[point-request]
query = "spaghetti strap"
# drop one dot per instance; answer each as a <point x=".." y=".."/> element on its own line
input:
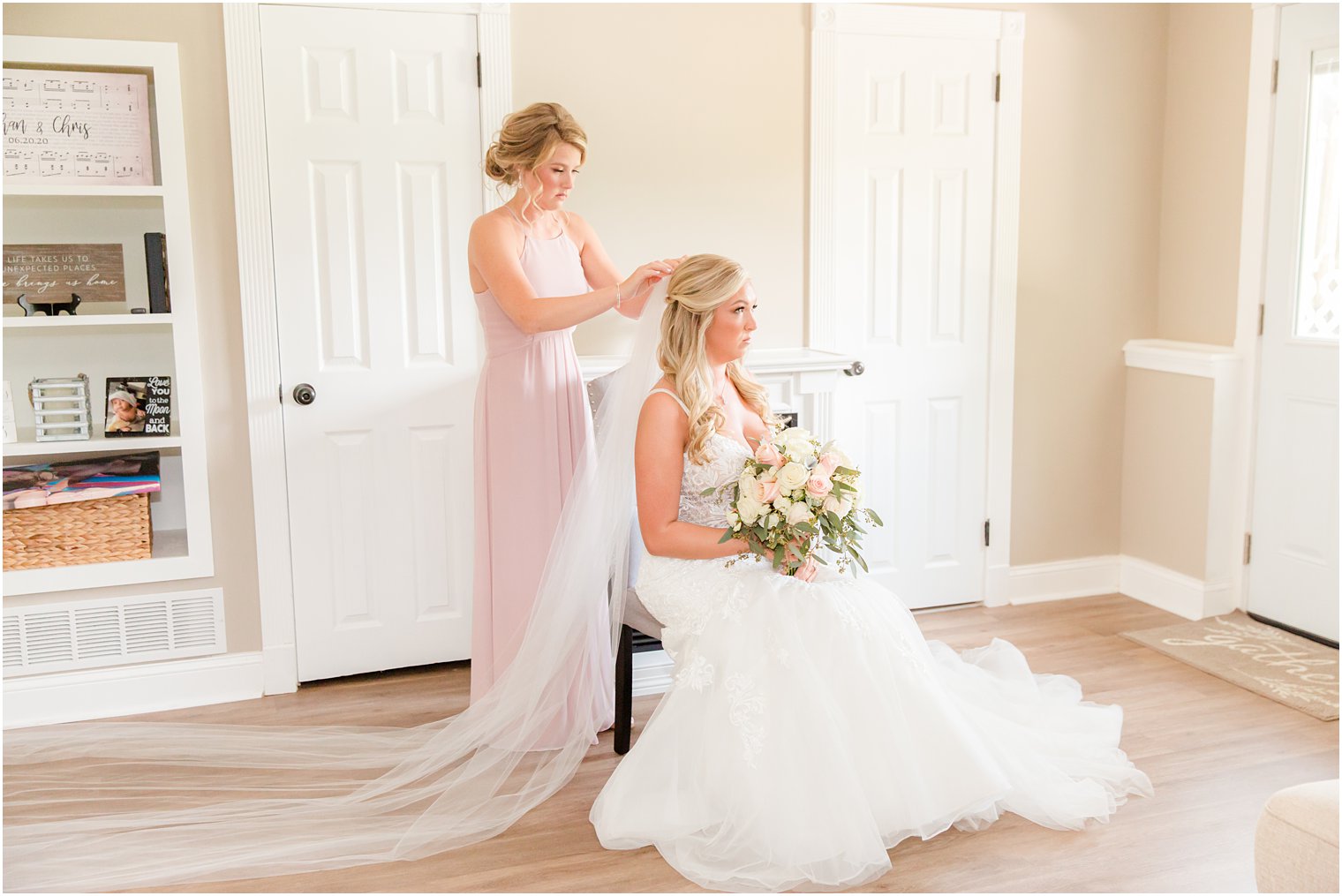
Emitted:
<point x="531" y="229"/>
<point x="667" y="392"/>
<point x="516" y="219"/>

===============

### Problem statement
The lines to repeat start at the one holding "# drop one dot" and run through the last line of the records above; write them out exactly, both ends included, but not the pictures.

### Solution for this problem
# drop one dot per instance; answer each as a <point x=".." y=".."/> element on its own line
input:
Emitted:
<point x="531" y="229"/>
<point x="667" y="392"/>
<point x="516" y="219"/>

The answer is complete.